**Bagian Dokumen**
Senin, 21 Maret 2011

KRITIK WACANA AGAMA


Hadirnya Islam dalam ruang sosial masyarakat Arab yang mempumyai karakteristik sosial, ekonomi, politik dan budaya tersendiri. Hal ini memberikan warna tersendiri dalam proses menjadinya Islam sebagai agama manusia. Sejarah Islam yang selama ini kita pahami, banyak memendam realitas dan menyimpan data-data sejarah yang harusnya diungkap secara jelas dan transparan agar tercipta pemahaman yang utuh. Misalnya, konflik politik, perbedaan kepentingan ekonomi dan budaya pariarkhal dan lainnya tidak pernah diungkap dalam eksplorasi sejarah Islam. Sebenarnya kalau kita mau jujur kondisi tersebut yang seringkali melatarbelakangi lahirnya ajaran agama yang selama ini kita yakini sebagai kebenaran.
Referensi-referensi ke-Islaman yang menjadi rujukan umat Islam seolah-olah telah menghadirkan semua pesan keagamaan yang hendak disampaikan oleh Tuhan melalui Rasulnya. Ssehingga mayoritas umat Islam menganggap bahwa ajaran  Islam yang bersumber dari warisan intelektual klasik adalah ajaran Islam yang final dan tanpa cacat. Persepsi inilah yang kemudian menyebabkan timbulnya kejumudan dan kemandekan dalam pemikiran ke-Islaman.

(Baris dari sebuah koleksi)

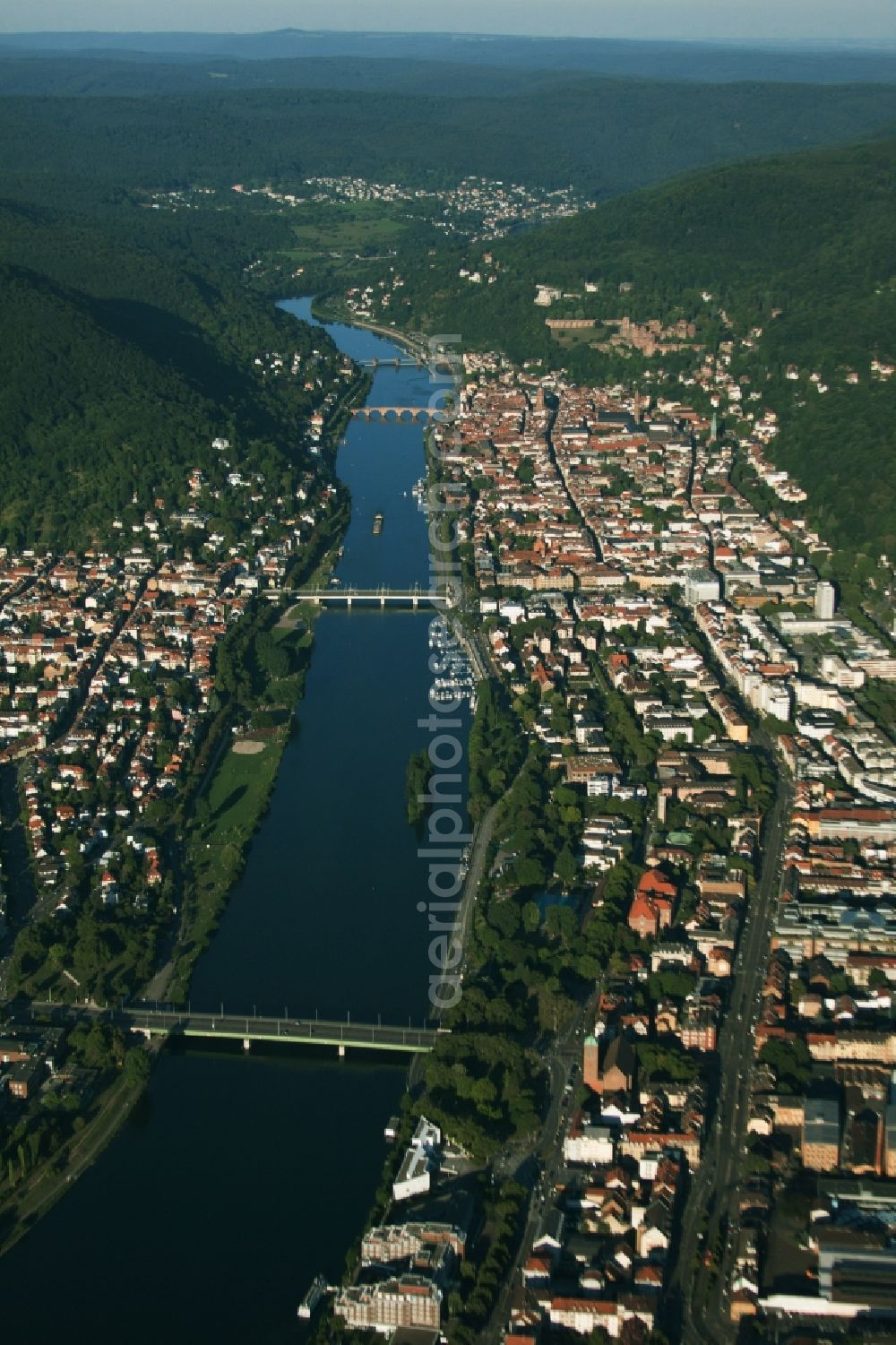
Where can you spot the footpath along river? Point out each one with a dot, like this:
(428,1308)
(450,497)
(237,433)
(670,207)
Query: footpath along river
(241,1176)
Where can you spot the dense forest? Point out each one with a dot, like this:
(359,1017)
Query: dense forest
(129,343)
(131,333)
(601,136)
(807,237)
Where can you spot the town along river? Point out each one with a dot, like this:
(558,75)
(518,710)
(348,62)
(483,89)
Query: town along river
(243,1176)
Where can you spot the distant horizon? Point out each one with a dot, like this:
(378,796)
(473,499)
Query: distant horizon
(761,43)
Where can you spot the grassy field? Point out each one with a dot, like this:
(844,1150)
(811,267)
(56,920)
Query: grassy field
(362,228)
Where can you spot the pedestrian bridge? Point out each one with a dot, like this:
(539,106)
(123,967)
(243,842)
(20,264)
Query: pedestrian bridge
(372,598)
(393,364)
(407,413)
(168,1022)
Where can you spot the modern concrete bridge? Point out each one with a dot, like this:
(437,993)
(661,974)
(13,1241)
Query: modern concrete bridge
(383,596)
(246,1028)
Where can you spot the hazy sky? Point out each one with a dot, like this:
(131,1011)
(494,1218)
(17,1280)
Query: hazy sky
(755,21)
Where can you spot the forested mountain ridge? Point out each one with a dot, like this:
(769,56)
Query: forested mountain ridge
(801,246)
(603,136)
(704,61)
(128,346)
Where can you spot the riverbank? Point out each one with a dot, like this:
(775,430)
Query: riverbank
(327,311)
(210,830)
(326,900)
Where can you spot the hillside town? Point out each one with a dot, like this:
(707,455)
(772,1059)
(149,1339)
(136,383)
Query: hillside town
(609,552)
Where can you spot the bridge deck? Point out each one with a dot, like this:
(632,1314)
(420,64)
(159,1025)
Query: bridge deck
(313,1032)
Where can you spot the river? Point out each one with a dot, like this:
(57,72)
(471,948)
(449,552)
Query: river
(241,1176)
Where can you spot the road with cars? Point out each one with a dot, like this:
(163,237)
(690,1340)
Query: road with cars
(702,1290)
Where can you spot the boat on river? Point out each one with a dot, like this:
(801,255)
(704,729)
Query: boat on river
(313,1297)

**Tugas Latihan Ini**
(1) Menurut tulisan tentang kritik wacana agama, ajaran Islam yang bersumber dari apa yang dianggap final dan tanpa cacat oleh mayoritas umat Islam?
(2) Tuliskan kelanjutan tulisan tentang kritik wacana agama, dimulai setelah kalimat terakhirnya.
Baris-baris di atas tidak diperlukan untuk latihan ini.

**Jawaban Tugas**
(1) Ajaran Islam yang bersumber dari warisan intelektual klasik.

(2)
Oleh karena itu kajian-kajian ke-Islaman dengan teori dan pendekatan kritis menjadi keniscayaan untuk mengungkap fakta-fakta sejarah selama ini tidak pernah diungkap dalam teks-teks klasik. Fakta-fakta sejarah pra-Islam, sejarah Islam pada periode keNabian, Khulafaur Rasyidin, sampai pada periode kodifikasi merupakan objek kajian historis yang harus kita dekati secara konfrehensif.

Islam dalam Lintasan Sejarah
Secara sosiologis, karakter dan lingkingan Arab yang dikelilingi padang pasir mempengaruhi watak bangsa Arab. Watak alami pasir, selain susah disatukan juga bersifat tidak stabil sehingga mereka sulit untuk disatukan. Watak tersebut juga yang membuat mereka menjadi bangsa yang memiliki fanatisme sekaligus fatalisme yang tinggi. Sehingga antara kafilah yang satu dengan yang lain seringkali terjadi konflik.
Di tengah-tengah bangsa seperti itulah Nabi Muhammad diutus oleh Allah untuk membawa misi Islam. Misi profetik Muhammad secara geografis terbagi menjadi 2 yaitu di Mekah dan di Madinah. Perbedaan geografis ini juga membawa pada perbedaan nuansa pesan yang ia sampaikan pada masyarakatnya.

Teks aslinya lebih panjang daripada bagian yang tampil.